PROBLEM STATEMENT.
Below is a set of records. Please retype every one exactly.

INPUT RECORDS.
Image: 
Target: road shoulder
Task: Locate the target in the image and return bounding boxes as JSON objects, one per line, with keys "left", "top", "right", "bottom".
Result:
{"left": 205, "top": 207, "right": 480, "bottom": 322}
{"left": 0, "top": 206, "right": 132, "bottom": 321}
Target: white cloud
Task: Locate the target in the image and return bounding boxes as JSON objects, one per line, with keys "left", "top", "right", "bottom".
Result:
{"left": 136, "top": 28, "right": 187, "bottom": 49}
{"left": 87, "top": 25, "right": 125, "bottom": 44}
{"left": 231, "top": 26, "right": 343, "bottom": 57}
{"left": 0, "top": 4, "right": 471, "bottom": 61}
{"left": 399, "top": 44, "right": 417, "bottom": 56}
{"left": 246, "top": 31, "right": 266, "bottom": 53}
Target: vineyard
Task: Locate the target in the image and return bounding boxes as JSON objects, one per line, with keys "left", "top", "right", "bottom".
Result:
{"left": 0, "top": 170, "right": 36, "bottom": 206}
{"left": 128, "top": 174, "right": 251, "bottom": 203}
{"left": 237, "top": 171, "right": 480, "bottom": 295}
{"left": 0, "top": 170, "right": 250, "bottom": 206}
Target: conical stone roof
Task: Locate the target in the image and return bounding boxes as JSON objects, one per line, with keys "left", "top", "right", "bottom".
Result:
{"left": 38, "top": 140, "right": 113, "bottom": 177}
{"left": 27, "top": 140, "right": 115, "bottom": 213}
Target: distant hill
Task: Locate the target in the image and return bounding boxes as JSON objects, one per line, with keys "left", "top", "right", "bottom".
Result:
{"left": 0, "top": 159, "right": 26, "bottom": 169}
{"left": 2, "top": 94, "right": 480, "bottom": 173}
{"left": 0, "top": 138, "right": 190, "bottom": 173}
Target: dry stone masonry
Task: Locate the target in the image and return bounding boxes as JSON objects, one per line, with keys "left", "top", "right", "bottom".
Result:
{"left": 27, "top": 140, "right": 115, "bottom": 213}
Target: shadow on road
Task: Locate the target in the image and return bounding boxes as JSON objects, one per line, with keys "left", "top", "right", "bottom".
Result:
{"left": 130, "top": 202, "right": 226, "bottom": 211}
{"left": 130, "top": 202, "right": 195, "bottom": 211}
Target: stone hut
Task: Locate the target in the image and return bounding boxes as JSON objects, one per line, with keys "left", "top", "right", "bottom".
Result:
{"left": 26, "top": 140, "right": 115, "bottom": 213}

ANSWER TO THE EXERCISE.
Image: 
Target: road shoulder
Task: Locate the target in the image and return bounding boxes as JSON objects, one per line, with keys "left", "top", "right", "bottom".
Result:
{"left": 205, "top": 207, "right": 480, "bottom": 322}
{"left": 0, "top": 206, "right": 132, "bottom": 321}
Target: white cloud
Task: Locate the target in the image and return bounding boxes as JSON objects, one per line, with keys "left", "top", "right", "bottom".
Result:
{"left": 136, "top": 28, "right": 187, "bottom": 49}
{"left": 87, "top": 25, "right": 125, "bottom": 44}
{"left": 231, "top": 26, "right": 343, "bottom": 57}
{"left": 0, "top": 4, "right": 471, "bottom": 61}
{"left": 399, "top": 44, "right": 417, "bottom": 56}
{"left": 246, "top": 31, "right": 266, "bottom": 53}
Target: vineyard
Task: Locate the target in the image and return bounding boxes as JSON objects, one per line, with keys "left", "top", "right", "bottom".
Result:
{"left": 0, "top": 170, "right": 36, "bottom": 206}
{"left": 128, "top": 174, "right": 251, "bottom": 203}
{"left": 237, "top": 171, "right": 480, "bottom": 295}
{"left": 0, "top": 170, "right": 250, "bottom": 206}
Target: conical stone roof
Task: Locate the target in the image and return bounding boxes as JSON objects, one per line, with keys "left", "top", "right", "bottom".
Result:
{"left": 38, "top": 140, "right": 113, "bottom": 177}
{"left": 27, "top": 140, "right": 115, "bottom": 213}
Target: distant hill
Task: Locate the target in the image and return bounding boxes as JSON objects, one per line, with keys "left", "top", "right", "bottom".
Result:
{"left": 0, "top": 159, "right": 26, "bottom": 169}
{"left": 2, "top": 94, "right": 480, "bottom": 173}
{"left": 0, "top": 138, "right": 190, "bottom": 173}
Target: dry stone masonry
Task: Locate the target in the image and return bounding boxes as JSON objects, one per line, with keys "left", "top", "right", "bottom".
Result:
{"left": 27, "top": 140, "right": 115, "bottom": 213}
Target: shadow on road
Task: Locate the target in the image and return bounding boxes as JSON objects, one per line, with keys "left", "top", "right", "bottom".
Result:
{"left": 130, "top": 202, "right": 226, "bottom": 211}
{"left": 130, "top": 202, "right": 195, "bottom": 211}
Target: stone hut
Task: Locate the target in the image and return bounding boxes as JSON objects, one per line, with keys "left", "top", "right", "bottom".
Result:
{"left": 26, "top": 140, "right": 115, "bottom": 213}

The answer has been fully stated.